#### [Data items]
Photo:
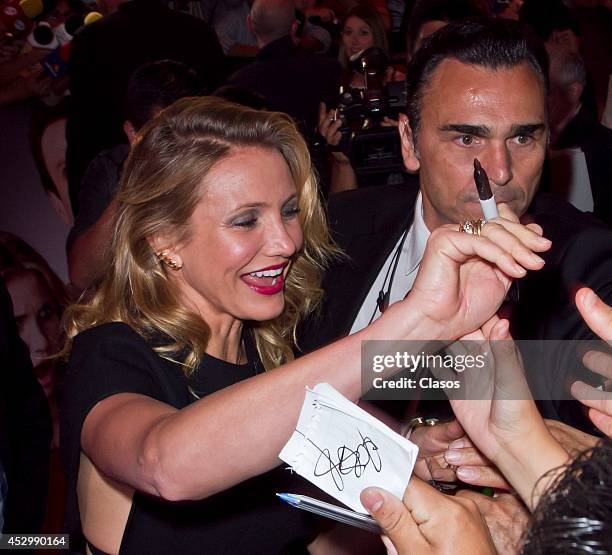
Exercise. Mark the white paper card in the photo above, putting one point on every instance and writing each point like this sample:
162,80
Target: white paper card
342,449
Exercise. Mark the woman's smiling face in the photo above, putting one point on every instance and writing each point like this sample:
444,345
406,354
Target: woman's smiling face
243,234
356,36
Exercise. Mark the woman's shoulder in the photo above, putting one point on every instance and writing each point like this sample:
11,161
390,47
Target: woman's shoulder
116,340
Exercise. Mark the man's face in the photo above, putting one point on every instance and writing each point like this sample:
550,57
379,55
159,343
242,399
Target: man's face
472,112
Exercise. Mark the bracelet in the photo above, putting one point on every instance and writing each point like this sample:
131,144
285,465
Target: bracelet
418,422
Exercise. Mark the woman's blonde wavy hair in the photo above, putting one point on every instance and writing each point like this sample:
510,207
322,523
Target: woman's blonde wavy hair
159,190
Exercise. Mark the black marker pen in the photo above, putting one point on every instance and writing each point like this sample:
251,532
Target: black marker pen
485,195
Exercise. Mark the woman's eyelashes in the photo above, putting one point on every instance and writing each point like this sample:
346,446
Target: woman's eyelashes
290,211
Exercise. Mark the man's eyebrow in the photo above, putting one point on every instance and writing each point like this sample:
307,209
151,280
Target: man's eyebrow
251,205
468,129
526,129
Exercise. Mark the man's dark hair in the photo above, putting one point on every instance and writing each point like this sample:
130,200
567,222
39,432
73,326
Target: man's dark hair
487,42
155,86
575,514
42,117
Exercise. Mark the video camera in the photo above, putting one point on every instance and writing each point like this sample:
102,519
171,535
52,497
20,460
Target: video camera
371,146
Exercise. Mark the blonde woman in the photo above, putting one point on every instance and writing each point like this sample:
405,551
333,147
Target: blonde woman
182,388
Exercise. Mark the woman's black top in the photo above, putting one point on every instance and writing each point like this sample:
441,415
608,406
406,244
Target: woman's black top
248,518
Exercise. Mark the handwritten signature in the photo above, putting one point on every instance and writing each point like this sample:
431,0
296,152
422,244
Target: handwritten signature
349,461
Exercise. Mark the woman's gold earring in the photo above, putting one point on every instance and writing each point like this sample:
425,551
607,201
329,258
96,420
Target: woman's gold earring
170,262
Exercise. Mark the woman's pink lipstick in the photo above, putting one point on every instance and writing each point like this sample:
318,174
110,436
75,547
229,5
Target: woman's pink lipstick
266,285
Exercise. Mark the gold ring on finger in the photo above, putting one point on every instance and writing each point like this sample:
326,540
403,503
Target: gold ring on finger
473,227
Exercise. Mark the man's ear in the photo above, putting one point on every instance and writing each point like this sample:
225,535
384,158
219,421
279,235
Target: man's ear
575,92
409,154
64,212
130,132
293,32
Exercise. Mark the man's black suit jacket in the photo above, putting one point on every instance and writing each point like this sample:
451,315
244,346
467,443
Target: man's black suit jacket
367,223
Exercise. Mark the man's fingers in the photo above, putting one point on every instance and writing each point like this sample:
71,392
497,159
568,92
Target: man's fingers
596,313
422,500
466,457
393,517
435,439
517,240
483,502
460,247
485,476
599,362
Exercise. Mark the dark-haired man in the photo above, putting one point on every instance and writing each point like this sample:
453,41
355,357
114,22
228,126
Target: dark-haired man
151,88
477,89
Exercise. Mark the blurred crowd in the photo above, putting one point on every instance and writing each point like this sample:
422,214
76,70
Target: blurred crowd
96,73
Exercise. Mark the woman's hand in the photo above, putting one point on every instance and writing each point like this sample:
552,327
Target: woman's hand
463,278
598,317
428,522
504,424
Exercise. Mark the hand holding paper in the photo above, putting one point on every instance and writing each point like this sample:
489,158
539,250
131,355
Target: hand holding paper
342,449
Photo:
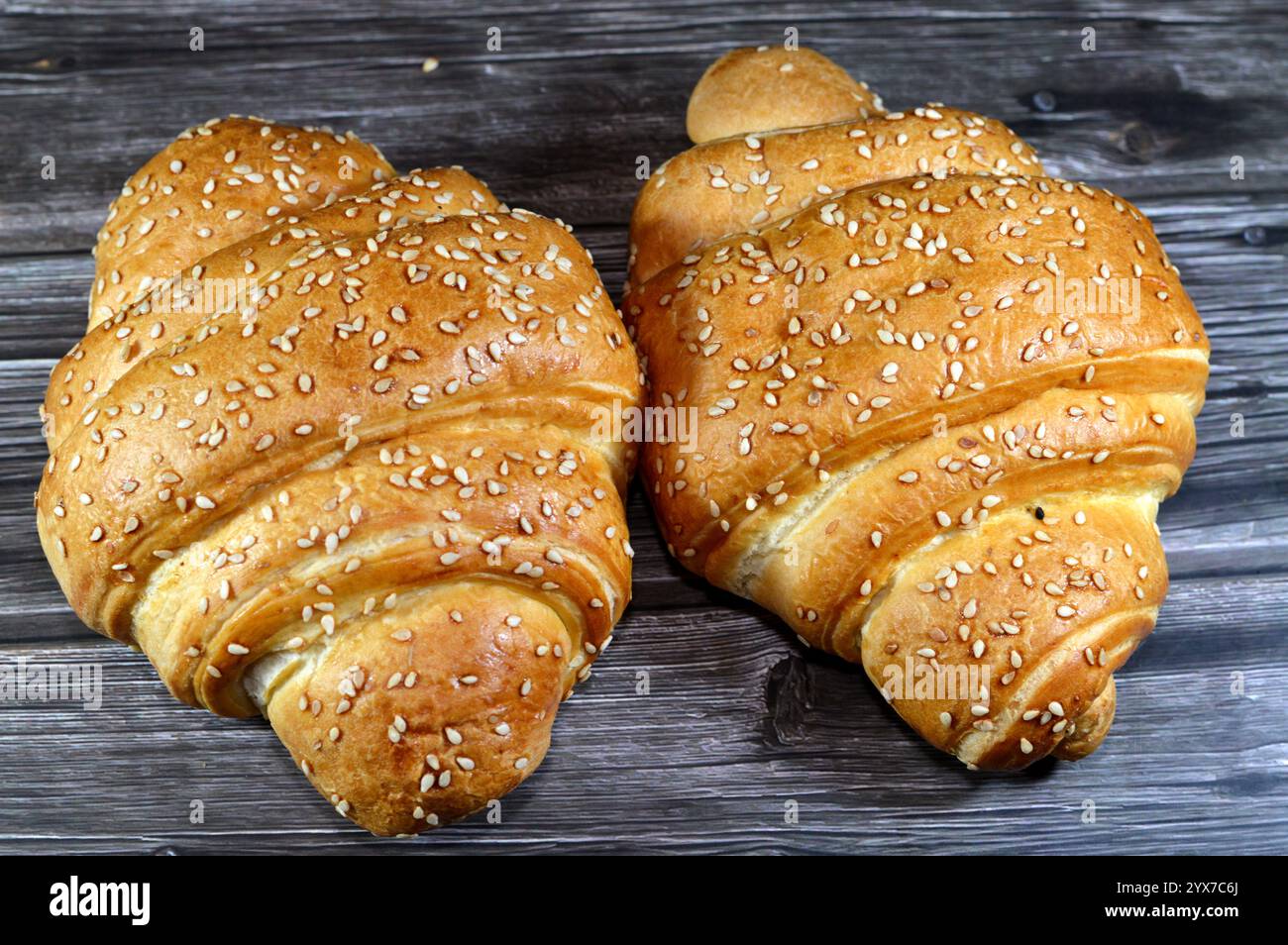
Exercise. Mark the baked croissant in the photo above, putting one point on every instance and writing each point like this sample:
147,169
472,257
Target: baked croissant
364,490
922,437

#### [DIRECTIONS]
Write out the records above exactly as they appear, leaving out any pictures.

#### [RESULT]
Photo:
Exercise. Mark the white paper card in the photo above, putting one point on every instance and writing each point like this sample:
162,80
Target: white paper card
342,449
Exercise. Mark the woman's smiling face in the photo above, putting one point on every instance and writing each point like this sample:
444,345
406,354
Target: woman's smiling face
243,234
356,36
Exercise. Mark the woman's shoulder in the photo above, putting one point on every instance and writing each point like this sample:
11,161
390,47
Target: woman's shoulder
116,340
Exercise. Mark the man's face in the photo above, putting one point on every instance and writing each point like this sample:
550,57
379,55
159,343
242,399
Target: man's face
472,112
Exercise. Mark the bracelet in the photo above, putting one point on every instance and writing each point like this sample:
131,144
285,465
Target: bracelet
418,422
Exercise. Mark the woman's blonde wavy hair in the photo above, putting one point on every instance and writing each point like this sample:
510,207
322,523
Target: woman's blonde wavy hair
159,190
Exercise. Mark the black marker pen in the photo above, putting one point on every instance and writing each point like this sample:
251,532
Target: black marker pen
485,195
Exercise. Mark the woman's eyelashes in the photo above, putting one point on every instance and writing each point like this sample:
346,446
Target: woman's eyelashes
290,211
Exercise. Mark the man's eyebrow in the photo above, putting one point on every instance and writing each point like this sample:
307,209
151,280
Target: man's eyebrow
251,205
468,129
526,129
Exercise. Mark the man's dark hair in the photo above, putting one point on every instance and writing each point like this sample:
130,200
567,222
39,432
73,326
Target: man's dark hair
487,42
155,86
575,514
42,117
Exercise. Mark the video camera in the photo above, putting one point on every instance and writing each point like this sample:
102,519
171,535
52,497
20,460
Target: video camera
371,146
Exercise. Mark the blonde woman in the photo above, putting one point on every instance and writing each point like this sample:
405,551
333,147
Target: blonde woman
182,388
Exercise. Mark the woman's black top in the photo above, putting one point on every instance and writing each point like this sample:
441,415
608,406
406,244
Target: woman's black top
248,518
Exercise. Mark the handwritten signature in the photo above, putting one point on every instance and writing each point like this sample:
431,0
296,152
422,244
Target: handwritten signature
349,461
Exercise. Mark the woman's gold earring in the photo above, putting one point on every instance and writing each point like this sample:
425,551
607,201
329,258
96,420
Target: woman's gold earring
170,262
Exercise. Mark the woman's pink lipstick in the photo above, putting one point on every instance and writing each point like this sample:
318,174
110,436
75,547
229,5
Target: woman's pink lipstick
266,285
Exercise. Mark the gold ring on finger in the photo above, putting one point on every instance and writing each point like this sample:
326,540
403,503
Target: gold ring on finger
473,227
Exercise. Mark the man's ear in the photo above, putting one point on every instance and writing each point like this sample:
225,535
384,158
219,421
279,235
Target: man's ear
575,92
409,154
64,212
130,132
293,32
Exercise. Mark the man's black suit jacket in the photo above, putting one point on every instance and writing each point like this sample:
451,315
244,346
467,443
Target: man's black suit jacket
367,223
Exercise. Mark the man's fingers in the photo above, putting one point on every instance and writing each point like this sample:
71,392
497,159
568,92
Target: man's fingers
596,313
422,500
466,457
393,517
435,439
517,240
483,502
460,247
485,476
599,362
Exercise. Mark the dark-haired man in the photo above, putting one point on every instance and writing each point like this sample:
453,41
355,357
114,22
228,126
Target: dark-haired man
151,88
477,89
Exercise. Mark the blurred crowd in the photo above, putting one point on every instance and writing each point like this sample:
422,214
76,70
Target: blurred crowd
96,73
Exercise. Mark the woman's hand in the photo above, putting one point on every instance and writing each point like this sample:
552,327
Target: woman's hand
463,278
598,317
428,522
504,424
Exercise. Mark the hand holding paper in the photo above, putting one point on every instance and writing each point like this sample:
489,158
539,250
131,355
Target: hand holding paper
342,449
Photo:
Exercise. Mark the baked croissant in the photo above, putting one point on every instance and writing each point like this sample:
147,169
472,257
Target: baked croissant
364,490
922,437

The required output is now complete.